Task instructions – Lay out the material below as a numbered list, omitting any blank lines.

Entries shown –
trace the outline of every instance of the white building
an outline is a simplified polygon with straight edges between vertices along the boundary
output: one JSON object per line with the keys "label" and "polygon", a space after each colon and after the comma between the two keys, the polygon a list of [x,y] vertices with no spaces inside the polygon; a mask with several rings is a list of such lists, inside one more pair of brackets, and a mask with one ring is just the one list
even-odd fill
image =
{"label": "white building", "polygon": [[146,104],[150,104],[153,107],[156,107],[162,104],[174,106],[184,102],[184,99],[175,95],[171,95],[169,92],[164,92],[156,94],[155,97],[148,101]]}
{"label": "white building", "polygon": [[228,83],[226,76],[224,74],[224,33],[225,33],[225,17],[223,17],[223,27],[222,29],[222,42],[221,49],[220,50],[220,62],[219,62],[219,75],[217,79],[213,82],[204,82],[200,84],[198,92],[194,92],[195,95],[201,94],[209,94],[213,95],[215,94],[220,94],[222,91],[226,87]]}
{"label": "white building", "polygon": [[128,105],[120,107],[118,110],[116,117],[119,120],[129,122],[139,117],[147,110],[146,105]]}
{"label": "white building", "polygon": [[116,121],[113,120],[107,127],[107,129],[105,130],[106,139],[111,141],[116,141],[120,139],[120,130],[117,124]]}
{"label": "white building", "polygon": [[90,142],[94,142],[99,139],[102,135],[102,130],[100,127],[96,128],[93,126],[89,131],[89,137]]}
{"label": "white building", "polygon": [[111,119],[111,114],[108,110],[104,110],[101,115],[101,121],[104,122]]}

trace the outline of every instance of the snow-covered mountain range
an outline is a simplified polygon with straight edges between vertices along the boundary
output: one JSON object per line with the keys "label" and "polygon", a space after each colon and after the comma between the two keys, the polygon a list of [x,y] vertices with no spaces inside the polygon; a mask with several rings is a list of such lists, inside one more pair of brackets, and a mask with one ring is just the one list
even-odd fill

Result of the exercise –
1. trace the outline of every instance of the white building
2. an outline is a simplified polygon with straight edges between vertices along the boundary
3. output: one JSON object per line with the keys "label" and "polygon", a space after each colon and after the comma between the two keys, the polygon a list of [x,y] vertices with no spaces inside the polygon; a mask with several rings is a list of such lists, inside one more pair of brackets, and a mask with one ring is just the one list
4. even-odd fill
5. image =
6. {"label": "white building", "polygon": [[146,104],[150,104],[153,107],[156,107],[162,104],[174,106],[184,102],[184,99],[175,95],[171,95],[169,92],[164,92],[156,94],[155,97],[148,101]]}
7. {"label": "white building", "polygon": [[228,83],[226,76],[224,74],[224,33],[225,33],[225,17],[223,17],[223,27],[222,29],[222,42],[221,49],[220,50],[220,62],[219,62],[219,75],[217,79],[213,82],[204,82],[200,84],[198,92],[194,92],[195,95],[201,94],[209,94],[213,95],[215,94],[220,94],[222,91],[226,87]]}
8. {"label": "white building", "polygon": [[128,105],[120,107],[118,110],[116,117],[119,120],[129,122],[139,117],[147,110],[146,105]]}
9. {"label": "white building", "polygon": [[116,121],[113,120],[107,127],[107,129],[105,130],[106,139],[111,141],[116,141],[120,139],[120,130],[117,124]]}
10. {"label": "white building", "polygon": [[90,142],[94,142],[99,139],[102,135],[102,130],[100,127],[96,128],[93,126],[89,131],[89,137]]}
11. {"label": "white building", "polygon": [[111,119],[111,114],[108,110],[104,110],[101,115],[101,121],[104,122]]}
12. trace the outline of every instance of the snow-covered mountain range
13. an outline is a simplified polygon with straight edges between vertices along the boundary
14. output: one JSON object per line with the keys "label" and "polygon", a space after each colon and after the comma between the two keys, the polygon a list of [x,y] vertices with no spaces inside the polygon; a mask with several rings is a list of such lists, inside one more pair of brackets, and a mask with one ring is just the one list
15. even-odd fill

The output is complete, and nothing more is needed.